Supplied text:
────────────────────────────────────────

Protagonist Chiyo was taken into an okiya (geisha compound) as a 14-year-old virgin. There, she learned the arts of etiquette and seduction, and was trained to sing, dance, play music, tell stories, pour tea and sake, and entertain rich businessmen and aristocrats. The most valuable skill she learned there was how to endure commodified sex. Her sister, Satsu, was also taken, but promptly sold into prostitution under the new name of Yukiyo. Geishas are, in a way, upper-class equivalents of prostitutes. Both are paid by the hour for entertainment—including sex.
After being given training and kimonos, geishas are bonded to their okiya by unrealistically large ‘debts’, which they must spend many years repaying to their bosses through geisha service. For some, geisha training is a once-in-a-lifetime investment that will make them rich and powerful (by meeting a danna, or sugar-daddy), while for many geishas, it marks the beginning of a downward spiral. In this respect, too, the geisha industry is remarkably similar to the sex trade.

────────────────────────────────────────

Problems to solve:
**1)** In the geisha text, what new name was Satsu given when she was sold into prostitution?
**2)** Copy the geisha text word for word, from "Protagonist Chiyo was" up to and including "for entertainment—including sex.".

────────────────────────────────────────

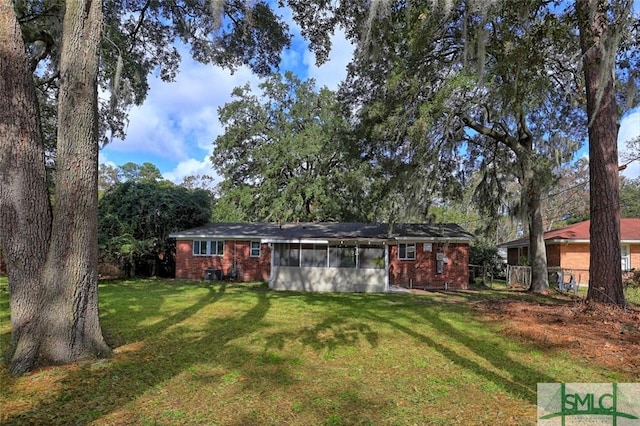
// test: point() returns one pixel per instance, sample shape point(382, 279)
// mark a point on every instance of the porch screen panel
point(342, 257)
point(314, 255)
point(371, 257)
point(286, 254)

────────────────────────────────────────

Answers in order:
**1)** Yukiyo

**2)**
Protagonist Chiyo was taken into an okiya (geisha compound) as a 14-year-old virgin. There, she learned the arts of etiquette and seduction, and was trained to sing, dance, play music, tell stories, pour tea and sake, and entertain rich businessmen and aristocrats. The most valuable skill she learned there was how to endure commodified sex. Her sister, Satsu, was also taken, but promptly sold into prostitution under the new name of Yukiyo. Geishas are, in a way, upper-class equivalents of prostitutes. Both are paid by the hour for entertainment—including sex.